● **Trecho do documento**:

┌──

Ainda assim, a venda desses remanescentes não é fundamentalmente penalizável. Quando se trata de estoques antigos e foram retiradas as insígnias do nazismo, como cruzes suásticas ou runas da SS/SA, a comercialização é permissível. Tampouco sua posse, em si, é ilegal: "Quando a vovó ainda tem um exemplar do [livro de Adolf Hitler] 'Minha luta' no armário da sala, ela não é passível de pena. Mas se tem guardados mais outros 20 exemplares no porão e os oferece na Ebay, isso pode constituir comportamento punível por lei", diz Terhaag.

Mas o que fazer ao se encontrar no sótão um distintivo do Partido Nacional-Socialista dos Trabalhadores Alemães (NSDAP)? Jogar rapidamente de volta no baú e não se ocupar mais, pôr no lixo ou doar a um museu? A Casa da História da Áustria coloca essa questão a cada visitante de sua atual exposição, "Descartar Hitler". Do porão ao museu.

Ao comprar o ingresso, recebe-se um volante com a descrição de um objeto da era nazista e uma pergunta direta: você destruiria, venderia ou guardaria este objeto? Não se trata, portanto, de uma visita descontraída ao museu, em que simplesmente se passeia pelos corredores e se admira as peças expostas, sem qualquer interferência: pelo contrário, o público é confrontado diretamente. "Não podemos assumir em nome de todos a decisão de como, enquanto sociedade, devemos lidar com as relíquias dessa época [1938 a 1945]. Cada um deve tomar essa decisão por si. A história diz respeito a todos nós, sobretudo a contemporânea", comenta a diretora do museu, Monika Sommer. Juntamente com Stefan Benedik e Laura Langeder, ela é a curadora da mostra "Descartar Hitler".

Motivos vários para doar um objeto nazista

Independente de como se opte, as questões resultantes permanecem: guardar significa uma homenagem ao regime nacional-socialista? Jogar fora é uma confissão de vergonha e recalque? Ao destruir, estão sendo eliminadas provas? Ou está na hora de se livrar de muitos remanescentes do nazismo? Com toda objetividade e sobriedade, a Casa da História, em Viena, expõe 14 mesas com suvenires nazistas.

└──

● **Descrição do exercício**: Liste todas as pessoas mencionadas pelo nome no trecho acima.

● **Dados apresentados**:
┌──

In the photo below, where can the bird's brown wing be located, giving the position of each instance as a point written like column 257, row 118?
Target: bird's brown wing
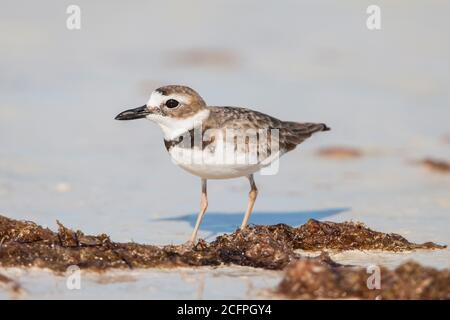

└──

● **Resposta**: Adolf Hitler, Terhaag, Monika Sommer, Stefan Benedik e Laura Langeder.